Type the data below again exactly. Omit all pictures.

---------- ENTRIES SHOWN ----------

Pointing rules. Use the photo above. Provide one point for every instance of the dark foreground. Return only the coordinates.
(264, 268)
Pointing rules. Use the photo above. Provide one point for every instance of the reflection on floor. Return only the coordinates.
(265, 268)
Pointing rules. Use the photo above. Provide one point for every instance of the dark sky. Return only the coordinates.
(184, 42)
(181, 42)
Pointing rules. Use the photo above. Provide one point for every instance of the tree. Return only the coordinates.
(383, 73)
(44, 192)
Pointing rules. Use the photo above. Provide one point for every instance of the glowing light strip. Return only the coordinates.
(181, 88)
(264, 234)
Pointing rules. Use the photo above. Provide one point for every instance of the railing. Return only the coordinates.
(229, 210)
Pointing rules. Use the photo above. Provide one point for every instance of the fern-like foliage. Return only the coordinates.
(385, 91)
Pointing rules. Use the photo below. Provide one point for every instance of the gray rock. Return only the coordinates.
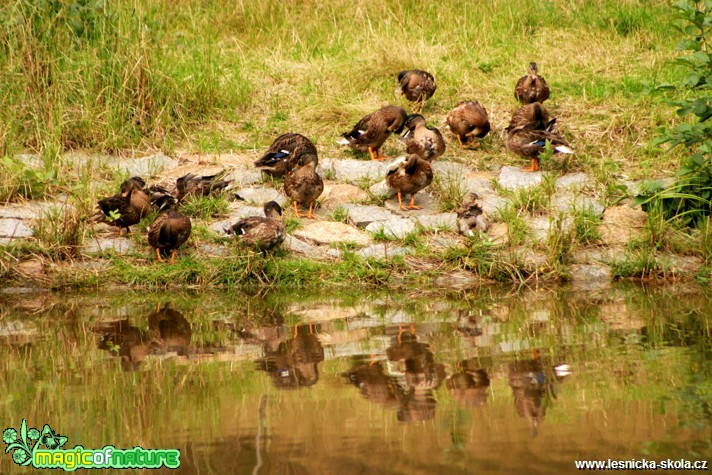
(591, 276)
(397, 227)
(363, 215)
(11, 228)
(260, 195)
(120, 245)
(578, 180)
(437, 221)
(330, 232)
(513, 178)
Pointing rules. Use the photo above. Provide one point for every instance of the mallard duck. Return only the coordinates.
(530, 143)
(199, 185)
(532, 87)
(304, 185)
(417, 86)
(170, 230)
(128, 207)
(262, 232)
(468, 120)
(411, 176)
(471, 218)
(282, 155)
(426, 142)
(372, 131)
(531, 117)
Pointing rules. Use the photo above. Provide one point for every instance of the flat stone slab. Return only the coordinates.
(352, 171)
(120, 245)
(261, 195)
(12, 228)
(438, 221)
(395, 228)
(363, 215)
(513, 178)
(330, 232)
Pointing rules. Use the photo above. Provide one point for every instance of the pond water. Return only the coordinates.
(410, 382)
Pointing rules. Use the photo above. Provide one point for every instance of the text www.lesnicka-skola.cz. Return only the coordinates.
(642, 464)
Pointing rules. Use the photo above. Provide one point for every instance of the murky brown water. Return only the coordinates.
(494, 382)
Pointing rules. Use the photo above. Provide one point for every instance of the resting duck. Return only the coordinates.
(532, 116)
(304, 185)
(371, 132)
(417, 86)
(468, 120)
(530, 143)
(127, 207)
(264, 233)
(471, 218)
(192, 184)
(426, 142)
(532, 87)
(411, 176)
(281, 156)
(170, 230)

----------

» **ANSWER TO THIS TASK**
Pointing rules. Use the photo above. Provide one point for every instance of the dark foreground. Return only the coordinates.
(264, 268)
Pointing rules. Use the photo above. Provide one point for every instance of the reflection on floor. Return only the coordinates.
(265, 268)
Pointing rules. Use the photo above. Provide one point for every instance of the dark sky. Return only the coordinates.
(184, 42)
(181, 42)
Pointing rules. Use the photo above. Provide one point for every instance of the tree. Return only the coordinates.
(383, 73)
(44, 192)
Pointing rules. Use the photo above. Provide one point for every instance of the glowing light strip. Return only the coordinates.
(181, 88)
(264, 234)
Pointing rules. Use the photo above. Provide one point for every instance of the railing. Return only the coordinates.
(229, 210)
Pointing rules. Use the photo above. Provide one point for every instance of the fern-like foliage. Return only the coordinates.
(385, 91)
Pointing rules. Use the photo below. Provide one point for every instance of the gray rock. Return only the coordinates.
(591, 276)
(397, 227)
(363, 215)
(11, 228)
(260, 195)
(120, 245)
(578, 180)
(437, 221)
(330, 232)
(513, 178)
Pointing rules. Use the photo above. Provide one point for every instance of the mallard duck. Return only the coordinates.
(530, 143)
(199, 185)
(532, 87)
(304, 185)
(417, 86)
(170, 230)
(128, 207)
(262, 232)
(468, 120)
(411, 176)
(471, 218)
(282, 155)
(426, 142)
(372, 131)
(531, 117)
Pointing rules. Use the photo above. Provide one point for every instance of the flat stone slab. Return only the coordinates.
(352, 171)
(120, 245)
(261, 195)
(12, 228)
(438, 221)
(395, 228)
(363, 215)
(513, 178)
(330, 232)
Pointing rules. Use the photo above. Provide one point for every instance of the pond water. Return only the coordinates.
(410, 382)
Pointing rules. Use the photo above. Provide one point for every instance of the text www.lesnicka-skola.cz. Return only the coordinates.
(642, 464)
Pointing rules. Use the photo above. Provide one point for every instance of the murky brown water. Return only the coordinates.
(494, 382)
Pointing rules. Use the photo above. Provide one point for every instance of the resting duck. Return only the coordinates.
(532, 116)
(304, 185)
(371, 132)
(417, 86)
(468, 120)
(530, 143)
(127, 207)
(264, 233)
(471, 218)
(192, 184)
(426, 142)
(532, 87)
(411, 176)
(281, 156)
(170, 230)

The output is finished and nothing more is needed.